**TASK REQUIREMENTS**
Can you give the part of the data that opens with the line containing "Find the green cap;" and closes with the line containing "pixel 394 99", both ends included, as a Markdown table with a Row column for the row number and a Line column for each line, leaving out blank lines?

-------- RAW DATA

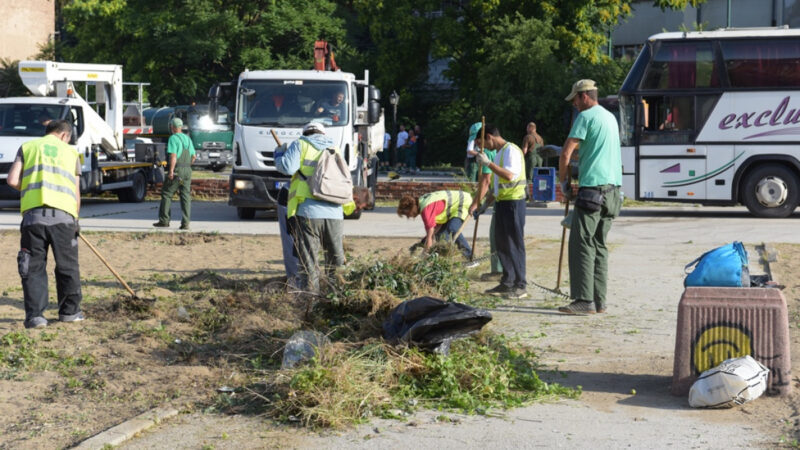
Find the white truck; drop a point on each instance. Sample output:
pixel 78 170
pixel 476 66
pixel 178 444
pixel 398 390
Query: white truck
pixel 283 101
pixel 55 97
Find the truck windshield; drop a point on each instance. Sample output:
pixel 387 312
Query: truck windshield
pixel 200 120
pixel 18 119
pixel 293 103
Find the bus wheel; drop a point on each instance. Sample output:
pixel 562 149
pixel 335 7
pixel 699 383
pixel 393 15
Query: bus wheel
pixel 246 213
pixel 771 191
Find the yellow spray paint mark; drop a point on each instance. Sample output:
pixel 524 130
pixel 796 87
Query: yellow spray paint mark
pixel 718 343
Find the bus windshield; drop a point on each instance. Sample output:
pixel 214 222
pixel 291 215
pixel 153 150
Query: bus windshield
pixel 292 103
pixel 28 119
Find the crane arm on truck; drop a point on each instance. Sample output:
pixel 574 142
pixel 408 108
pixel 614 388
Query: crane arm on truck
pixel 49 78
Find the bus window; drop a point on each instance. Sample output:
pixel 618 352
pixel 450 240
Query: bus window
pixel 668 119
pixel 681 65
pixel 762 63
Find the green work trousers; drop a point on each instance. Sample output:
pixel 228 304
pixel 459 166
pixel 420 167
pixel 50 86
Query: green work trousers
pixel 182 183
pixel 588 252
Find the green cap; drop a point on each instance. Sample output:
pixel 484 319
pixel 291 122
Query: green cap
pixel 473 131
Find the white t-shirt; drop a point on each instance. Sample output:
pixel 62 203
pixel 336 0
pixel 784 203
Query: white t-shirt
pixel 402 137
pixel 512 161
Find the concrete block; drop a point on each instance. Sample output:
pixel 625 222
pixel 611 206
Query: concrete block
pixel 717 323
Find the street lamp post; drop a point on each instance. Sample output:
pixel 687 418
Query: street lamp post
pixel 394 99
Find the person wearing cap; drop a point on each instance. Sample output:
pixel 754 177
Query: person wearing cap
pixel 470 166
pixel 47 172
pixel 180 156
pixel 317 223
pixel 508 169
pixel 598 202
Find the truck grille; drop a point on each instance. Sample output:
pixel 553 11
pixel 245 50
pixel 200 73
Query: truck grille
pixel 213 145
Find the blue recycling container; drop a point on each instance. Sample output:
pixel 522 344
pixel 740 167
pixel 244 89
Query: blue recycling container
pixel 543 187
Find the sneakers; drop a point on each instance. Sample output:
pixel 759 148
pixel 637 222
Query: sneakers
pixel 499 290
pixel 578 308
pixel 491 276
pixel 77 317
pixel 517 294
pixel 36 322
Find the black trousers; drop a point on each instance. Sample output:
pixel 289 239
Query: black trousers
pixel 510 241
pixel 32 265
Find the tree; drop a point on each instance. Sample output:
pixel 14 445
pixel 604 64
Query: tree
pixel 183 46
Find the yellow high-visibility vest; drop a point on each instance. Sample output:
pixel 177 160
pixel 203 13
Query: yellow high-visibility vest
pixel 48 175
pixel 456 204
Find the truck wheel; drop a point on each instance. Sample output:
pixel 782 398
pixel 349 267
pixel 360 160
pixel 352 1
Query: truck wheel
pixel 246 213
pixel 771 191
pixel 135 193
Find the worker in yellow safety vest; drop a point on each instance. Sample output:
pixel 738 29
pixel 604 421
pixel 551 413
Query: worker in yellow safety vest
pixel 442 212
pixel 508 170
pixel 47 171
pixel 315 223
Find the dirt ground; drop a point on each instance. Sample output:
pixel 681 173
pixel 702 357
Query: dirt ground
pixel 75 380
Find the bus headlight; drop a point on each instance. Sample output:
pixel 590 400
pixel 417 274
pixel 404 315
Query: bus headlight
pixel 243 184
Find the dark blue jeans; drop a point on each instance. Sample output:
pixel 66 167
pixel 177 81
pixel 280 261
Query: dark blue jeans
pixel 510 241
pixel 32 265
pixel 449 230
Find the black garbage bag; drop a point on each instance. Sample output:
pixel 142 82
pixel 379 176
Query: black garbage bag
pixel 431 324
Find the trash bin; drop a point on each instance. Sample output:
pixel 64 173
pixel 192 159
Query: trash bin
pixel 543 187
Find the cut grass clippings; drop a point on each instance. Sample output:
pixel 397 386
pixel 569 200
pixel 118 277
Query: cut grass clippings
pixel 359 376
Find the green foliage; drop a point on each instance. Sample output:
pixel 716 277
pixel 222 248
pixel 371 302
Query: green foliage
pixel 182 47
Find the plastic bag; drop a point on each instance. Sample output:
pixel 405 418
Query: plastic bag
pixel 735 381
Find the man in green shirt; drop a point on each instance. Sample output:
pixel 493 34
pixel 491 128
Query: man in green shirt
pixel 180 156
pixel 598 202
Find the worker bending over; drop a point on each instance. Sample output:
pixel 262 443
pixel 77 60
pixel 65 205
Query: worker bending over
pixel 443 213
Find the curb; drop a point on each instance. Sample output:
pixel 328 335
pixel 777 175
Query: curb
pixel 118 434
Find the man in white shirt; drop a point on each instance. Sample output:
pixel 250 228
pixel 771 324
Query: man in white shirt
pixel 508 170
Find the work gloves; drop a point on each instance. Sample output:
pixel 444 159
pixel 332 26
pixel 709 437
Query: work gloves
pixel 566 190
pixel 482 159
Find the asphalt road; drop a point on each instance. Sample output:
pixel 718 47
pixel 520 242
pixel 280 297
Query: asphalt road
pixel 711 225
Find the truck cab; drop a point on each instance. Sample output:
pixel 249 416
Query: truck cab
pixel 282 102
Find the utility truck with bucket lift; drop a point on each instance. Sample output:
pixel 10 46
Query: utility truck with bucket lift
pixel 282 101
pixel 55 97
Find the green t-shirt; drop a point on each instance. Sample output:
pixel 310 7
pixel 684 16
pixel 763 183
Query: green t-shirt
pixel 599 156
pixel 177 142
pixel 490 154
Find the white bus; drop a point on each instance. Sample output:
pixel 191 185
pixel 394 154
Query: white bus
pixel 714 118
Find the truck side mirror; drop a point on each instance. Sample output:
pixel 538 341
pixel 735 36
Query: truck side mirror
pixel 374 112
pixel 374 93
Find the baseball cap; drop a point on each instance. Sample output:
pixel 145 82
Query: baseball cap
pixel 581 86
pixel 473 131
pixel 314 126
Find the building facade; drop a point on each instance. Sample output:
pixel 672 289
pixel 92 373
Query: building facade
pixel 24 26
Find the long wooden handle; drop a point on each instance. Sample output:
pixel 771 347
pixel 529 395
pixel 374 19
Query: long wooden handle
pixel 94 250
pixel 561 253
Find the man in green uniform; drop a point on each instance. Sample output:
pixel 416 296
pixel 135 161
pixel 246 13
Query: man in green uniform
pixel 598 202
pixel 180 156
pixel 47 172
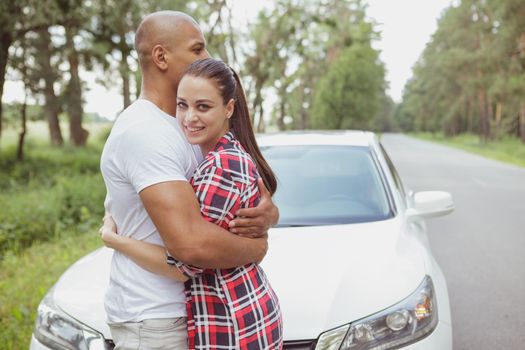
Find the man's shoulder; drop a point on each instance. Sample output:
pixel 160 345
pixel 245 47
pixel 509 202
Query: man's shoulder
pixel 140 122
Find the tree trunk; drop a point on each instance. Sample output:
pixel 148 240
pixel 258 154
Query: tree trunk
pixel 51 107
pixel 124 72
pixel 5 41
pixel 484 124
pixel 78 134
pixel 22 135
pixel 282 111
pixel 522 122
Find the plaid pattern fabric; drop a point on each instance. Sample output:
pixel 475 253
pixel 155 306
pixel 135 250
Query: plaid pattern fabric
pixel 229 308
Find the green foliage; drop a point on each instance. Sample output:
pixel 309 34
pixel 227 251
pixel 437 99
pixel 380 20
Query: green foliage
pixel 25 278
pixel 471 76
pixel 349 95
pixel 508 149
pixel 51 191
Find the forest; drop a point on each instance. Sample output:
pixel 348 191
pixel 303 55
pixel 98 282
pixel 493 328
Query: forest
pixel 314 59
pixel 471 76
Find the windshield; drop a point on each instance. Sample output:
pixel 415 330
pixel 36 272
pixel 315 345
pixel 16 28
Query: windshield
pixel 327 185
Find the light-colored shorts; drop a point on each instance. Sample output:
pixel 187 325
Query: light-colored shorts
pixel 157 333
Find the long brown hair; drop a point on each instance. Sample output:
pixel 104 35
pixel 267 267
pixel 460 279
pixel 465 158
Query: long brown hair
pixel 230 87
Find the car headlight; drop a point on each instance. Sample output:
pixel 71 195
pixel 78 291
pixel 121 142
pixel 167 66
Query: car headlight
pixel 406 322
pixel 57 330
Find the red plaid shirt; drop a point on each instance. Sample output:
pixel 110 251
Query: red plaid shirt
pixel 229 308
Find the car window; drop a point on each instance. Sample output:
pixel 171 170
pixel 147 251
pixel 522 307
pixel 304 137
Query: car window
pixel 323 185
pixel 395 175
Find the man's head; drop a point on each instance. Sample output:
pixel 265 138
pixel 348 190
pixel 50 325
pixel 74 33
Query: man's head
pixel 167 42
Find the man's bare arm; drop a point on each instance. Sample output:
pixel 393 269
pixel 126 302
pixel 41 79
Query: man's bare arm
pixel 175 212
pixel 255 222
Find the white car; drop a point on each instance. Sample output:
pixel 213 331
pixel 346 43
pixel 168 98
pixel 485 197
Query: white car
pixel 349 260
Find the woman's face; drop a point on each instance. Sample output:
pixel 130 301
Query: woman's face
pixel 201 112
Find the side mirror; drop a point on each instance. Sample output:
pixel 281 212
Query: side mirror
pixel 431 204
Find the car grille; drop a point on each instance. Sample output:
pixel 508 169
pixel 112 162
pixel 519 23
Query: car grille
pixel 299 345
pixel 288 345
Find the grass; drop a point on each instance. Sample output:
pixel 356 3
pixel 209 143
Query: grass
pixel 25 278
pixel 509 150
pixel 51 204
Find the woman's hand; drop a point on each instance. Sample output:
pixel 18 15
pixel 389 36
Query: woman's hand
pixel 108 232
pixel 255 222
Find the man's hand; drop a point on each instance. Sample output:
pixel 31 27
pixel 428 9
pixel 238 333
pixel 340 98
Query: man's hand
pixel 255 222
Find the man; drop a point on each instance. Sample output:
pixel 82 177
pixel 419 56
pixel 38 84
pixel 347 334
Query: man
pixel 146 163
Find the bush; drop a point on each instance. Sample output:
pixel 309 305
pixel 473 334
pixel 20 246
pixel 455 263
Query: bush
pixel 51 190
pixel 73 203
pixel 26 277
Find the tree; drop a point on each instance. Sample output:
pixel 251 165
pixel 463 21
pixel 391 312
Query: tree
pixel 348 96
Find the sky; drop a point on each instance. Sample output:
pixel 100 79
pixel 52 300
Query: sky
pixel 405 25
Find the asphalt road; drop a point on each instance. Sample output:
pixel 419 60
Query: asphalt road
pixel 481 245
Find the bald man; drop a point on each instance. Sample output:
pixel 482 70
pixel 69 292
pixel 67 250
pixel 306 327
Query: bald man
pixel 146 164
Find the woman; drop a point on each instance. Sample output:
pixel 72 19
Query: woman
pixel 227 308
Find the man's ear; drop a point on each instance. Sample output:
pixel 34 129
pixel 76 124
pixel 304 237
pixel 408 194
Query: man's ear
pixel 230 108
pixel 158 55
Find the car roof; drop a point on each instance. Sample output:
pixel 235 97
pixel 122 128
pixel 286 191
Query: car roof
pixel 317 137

----------------

**EXERCISE RESPONSE**
| Row | Line |
|---|---|
| 1 | Find the green cap; drop a point on each instance. Sample output: |
| 2 | pixel 484 319 |
| 3 | pixel 291 122 |
| 4 | Query: green cap |
| 5 | pixel 473 131 |
| 6 | Find the white t-shirt; drop a point on each instance. Sample output: |
| 7 | pixel 62 203 |
| 8 | pixel 336 0 |
| 9 | pixel 784 203 |
| 10 | Query: white t-shirt |
| 11 | pixel 402 137 |
| 12 | pixel 512 161 |
| 13 | Find the concrete block; drop a point on each instance. Sample output: |
| 14 | pixel 625 222 |
| 15 | pixel 611 206 |
| 16 | Query: concrete block |
| 17 | pixel 717 323 |
| 18 | Find the street lamp post; drop a point on each instance. Sample output: |
| 19 | pixel 687 418 |
| 20 | Query: street lamp post |
| 21 | pixel 394 99 |